= Task =
Extract every line from the entries that contains the string "distant". Case counts, so match only that exact capitalization.

= Records pointing to named objects =

▬▬▬▬▬▬

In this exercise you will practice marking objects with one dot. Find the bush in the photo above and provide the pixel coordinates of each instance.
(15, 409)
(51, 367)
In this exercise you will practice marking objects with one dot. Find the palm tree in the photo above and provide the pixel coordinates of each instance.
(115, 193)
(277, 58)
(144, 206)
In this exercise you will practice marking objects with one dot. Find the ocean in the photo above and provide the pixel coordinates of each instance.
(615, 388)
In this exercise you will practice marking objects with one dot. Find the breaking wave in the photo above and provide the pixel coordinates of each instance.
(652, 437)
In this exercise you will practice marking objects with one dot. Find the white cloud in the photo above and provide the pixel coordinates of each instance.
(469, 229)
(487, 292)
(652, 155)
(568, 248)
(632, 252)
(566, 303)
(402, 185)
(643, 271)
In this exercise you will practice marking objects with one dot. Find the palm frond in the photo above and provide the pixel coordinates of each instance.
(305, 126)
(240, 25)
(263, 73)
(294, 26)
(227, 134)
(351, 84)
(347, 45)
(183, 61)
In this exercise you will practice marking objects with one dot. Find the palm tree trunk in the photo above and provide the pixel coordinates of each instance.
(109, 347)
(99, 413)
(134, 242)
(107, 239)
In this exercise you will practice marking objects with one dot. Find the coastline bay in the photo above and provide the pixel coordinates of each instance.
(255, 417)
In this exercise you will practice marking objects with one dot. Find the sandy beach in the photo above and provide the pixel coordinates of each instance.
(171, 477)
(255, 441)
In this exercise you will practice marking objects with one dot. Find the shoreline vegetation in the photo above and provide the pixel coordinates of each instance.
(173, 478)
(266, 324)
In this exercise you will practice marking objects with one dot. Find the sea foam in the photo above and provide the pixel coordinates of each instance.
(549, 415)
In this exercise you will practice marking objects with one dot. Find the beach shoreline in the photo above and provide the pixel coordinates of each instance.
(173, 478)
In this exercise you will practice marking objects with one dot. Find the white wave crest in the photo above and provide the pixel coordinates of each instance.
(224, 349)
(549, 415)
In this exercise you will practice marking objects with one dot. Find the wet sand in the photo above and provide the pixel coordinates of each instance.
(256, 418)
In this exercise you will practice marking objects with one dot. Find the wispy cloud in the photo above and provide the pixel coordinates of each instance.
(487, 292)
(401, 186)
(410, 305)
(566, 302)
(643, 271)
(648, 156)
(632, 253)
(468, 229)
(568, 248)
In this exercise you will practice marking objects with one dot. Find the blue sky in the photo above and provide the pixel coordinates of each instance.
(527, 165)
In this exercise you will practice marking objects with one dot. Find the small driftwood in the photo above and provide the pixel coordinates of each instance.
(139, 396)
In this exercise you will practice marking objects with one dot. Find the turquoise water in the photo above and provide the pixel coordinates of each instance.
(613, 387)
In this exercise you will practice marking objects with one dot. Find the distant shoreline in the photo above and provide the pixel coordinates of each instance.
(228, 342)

▬▬▬▬▬▬

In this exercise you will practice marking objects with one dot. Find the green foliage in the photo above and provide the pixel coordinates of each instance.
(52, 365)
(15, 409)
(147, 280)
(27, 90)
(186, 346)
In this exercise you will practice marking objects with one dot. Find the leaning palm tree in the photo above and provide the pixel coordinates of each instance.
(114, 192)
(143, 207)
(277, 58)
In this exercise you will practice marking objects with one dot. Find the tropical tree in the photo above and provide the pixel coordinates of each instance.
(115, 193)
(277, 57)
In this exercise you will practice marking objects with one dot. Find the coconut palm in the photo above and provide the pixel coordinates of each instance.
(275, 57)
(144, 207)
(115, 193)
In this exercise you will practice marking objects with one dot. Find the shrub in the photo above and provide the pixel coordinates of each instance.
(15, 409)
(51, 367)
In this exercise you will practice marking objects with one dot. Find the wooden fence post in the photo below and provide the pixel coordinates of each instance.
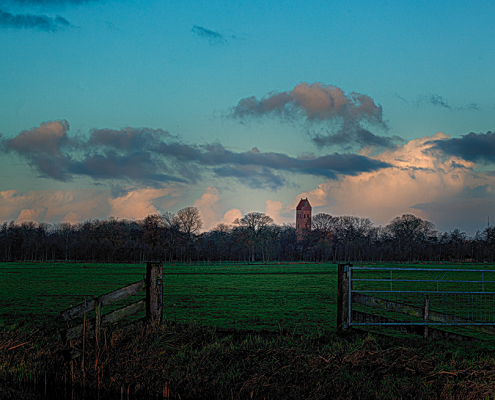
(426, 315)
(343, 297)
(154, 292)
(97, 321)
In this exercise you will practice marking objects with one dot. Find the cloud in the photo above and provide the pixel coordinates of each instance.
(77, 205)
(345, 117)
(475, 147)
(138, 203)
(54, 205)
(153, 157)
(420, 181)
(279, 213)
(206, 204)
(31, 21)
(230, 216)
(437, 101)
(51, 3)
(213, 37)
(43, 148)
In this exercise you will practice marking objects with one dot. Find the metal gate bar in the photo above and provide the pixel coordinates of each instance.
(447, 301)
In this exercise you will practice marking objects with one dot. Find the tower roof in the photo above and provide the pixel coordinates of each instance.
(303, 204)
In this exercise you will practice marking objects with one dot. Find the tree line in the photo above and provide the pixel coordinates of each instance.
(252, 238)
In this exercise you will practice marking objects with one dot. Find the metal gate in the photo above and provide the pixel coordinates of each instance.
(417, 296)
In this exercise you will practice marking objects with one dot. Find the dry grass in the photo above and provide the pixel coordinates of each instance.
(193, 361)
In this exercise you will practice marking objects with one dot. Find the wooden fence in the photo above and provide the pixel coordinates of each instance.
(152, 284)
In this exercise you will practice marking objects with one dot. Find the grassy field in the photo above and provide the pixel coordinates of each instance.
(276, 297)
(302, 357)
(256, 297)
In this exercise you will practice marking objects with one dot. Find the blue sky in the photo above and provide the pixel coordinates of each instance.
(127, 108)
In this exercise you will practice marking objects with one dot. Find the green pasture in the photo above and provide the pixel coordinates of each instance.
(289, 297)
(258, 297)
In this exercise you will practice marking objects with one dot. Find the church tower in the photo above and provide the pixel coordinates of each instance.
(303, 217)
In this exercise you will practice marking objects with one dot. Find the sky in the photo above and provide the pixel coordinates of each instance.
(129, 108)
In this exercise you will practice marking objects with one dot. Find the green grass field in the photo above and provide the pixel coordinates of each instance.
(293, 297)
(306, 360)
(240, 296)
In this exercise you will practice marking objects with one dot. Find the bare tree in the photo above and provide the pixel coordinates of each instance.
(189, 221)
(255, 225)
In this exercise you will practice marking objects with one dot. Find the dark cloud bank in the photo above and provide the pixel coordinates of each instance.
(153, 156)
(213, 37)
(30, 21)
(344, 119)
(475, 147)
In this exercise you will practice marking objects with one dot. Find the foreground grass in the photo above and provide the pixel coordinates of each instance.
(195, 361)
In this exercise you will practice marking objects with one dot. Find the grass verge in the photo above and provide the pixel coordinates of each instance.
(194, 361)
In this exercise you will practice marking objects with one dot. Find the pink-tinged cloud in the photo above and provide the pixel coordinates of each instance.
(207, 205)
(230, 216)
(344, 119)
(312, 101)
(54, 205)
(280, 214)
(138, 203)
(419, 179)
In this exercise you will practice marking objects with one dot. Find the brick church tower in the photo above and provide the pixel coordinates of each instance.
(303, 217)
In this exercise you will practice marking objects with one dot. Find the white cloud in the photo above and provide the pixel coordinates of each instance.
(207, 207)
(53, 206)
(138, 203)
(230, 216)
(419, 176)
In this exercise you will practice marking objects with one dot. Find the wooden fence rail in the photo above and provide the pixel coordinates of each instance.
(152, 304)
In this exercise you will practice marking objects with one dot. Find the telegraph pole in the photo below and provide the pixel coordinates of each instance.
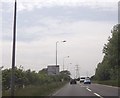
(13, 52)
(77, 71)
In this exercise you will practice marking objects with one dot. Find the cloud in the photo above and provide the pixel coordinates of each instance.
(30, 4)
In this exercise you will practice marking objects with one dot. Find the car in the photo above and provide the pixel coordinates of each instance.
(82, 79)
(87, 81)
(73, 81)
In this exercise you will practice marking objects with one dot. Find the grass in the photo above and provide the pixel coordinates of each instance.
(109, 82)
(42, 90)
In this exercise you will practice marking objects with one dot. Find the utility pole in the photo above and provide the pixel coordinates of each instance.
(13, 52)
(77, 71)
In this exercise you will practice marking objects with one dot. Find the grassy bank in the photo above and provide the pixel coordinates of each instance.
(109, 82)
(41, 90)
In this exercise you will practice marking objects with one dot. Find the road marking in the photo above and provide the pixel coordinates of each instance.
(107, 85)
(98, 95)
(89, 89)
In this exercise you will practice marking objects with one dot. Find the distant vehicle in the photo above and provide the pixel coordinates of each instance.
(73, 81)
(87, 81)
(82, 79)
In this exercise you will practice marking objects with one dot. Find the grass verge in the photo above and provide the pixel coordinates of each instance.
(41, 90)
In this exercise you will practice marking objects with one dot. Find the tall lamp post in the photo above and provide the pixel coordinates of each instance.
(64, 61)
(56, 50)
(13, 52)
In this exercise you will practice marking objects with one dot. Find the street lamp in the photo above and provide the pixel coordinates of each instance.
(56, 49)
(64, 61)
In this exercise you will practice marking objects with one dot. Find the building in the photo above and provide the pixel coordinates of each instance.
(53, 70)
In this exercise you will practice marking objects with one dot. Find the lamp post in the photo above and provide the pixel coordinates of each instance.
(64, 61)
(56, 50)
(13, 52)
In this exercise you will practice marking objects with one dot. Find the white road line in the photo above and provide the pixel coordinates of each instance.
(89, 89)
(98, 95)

▬▬▬▬▬▬

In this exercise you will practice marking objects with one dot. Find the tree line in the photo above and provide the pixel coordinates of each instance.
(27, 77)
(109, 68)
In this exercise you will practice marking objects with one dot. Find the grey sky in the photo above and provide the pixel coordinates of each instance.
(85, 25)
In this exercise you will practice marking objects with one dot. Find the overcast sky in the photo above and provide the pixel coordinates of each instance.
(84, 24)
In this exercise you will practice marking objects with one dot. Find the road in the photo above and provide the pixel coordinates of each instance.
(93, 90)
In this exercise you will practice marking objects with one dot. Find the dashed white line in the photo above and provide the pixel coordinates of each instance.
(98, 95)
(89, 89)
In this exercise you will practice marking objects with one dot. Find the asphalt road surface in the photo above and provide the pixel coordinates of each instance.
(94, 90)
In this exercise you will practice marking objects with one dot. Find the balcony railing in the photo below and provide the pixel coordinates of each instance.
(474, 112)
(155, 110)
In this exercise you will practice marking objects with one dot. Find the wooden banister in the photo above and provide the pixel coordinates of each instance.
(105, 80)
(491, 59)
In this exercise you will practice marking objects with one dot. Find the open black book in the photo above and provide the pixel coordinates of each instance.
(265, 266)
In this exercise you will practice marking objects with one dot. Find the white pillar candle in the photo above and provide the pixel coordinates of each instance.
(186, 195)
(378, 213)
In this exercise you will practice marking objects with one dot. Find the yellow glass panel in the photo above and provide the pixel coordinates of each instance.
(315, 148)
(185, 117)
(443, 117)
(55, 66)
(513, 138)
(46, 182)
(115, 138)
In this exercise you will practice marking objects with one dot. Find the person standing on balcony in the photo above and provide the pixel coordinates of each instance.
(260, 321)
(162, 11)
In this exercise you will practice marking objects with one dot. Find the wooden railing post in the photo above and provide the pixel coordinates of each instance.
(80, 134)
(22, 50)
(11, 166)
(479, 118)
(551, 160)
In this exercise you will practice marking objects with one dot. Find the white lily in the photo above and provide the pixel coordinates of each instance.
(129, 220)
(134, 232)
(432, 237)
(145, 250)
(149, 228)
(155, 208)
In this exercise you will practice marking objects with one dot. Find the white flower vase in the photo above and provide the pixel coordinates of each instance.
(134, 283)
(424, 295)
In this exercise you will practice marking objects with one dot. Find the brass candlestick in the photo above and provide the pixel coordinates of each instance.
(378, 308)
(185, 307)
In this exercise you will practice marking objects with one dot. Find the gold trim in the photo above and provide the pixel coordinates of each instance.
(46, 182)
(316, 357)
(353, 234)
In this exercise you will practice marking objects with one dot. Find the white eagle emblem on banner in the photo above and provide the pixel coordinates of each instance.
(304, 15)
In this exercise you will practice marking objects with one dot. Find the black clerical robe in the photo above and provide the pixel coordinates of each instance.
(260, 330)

▬▬▬▬▬▬

= Task output =
In this exercise you will practice marking objects with one dot. Find the distant shoreline in the photo above and provide the pixel coordinates of each instance.
In this exercise you will practice marking objects with one dot. Find the distant vehicle in the photo above and provide the pixel coordinates of each instance.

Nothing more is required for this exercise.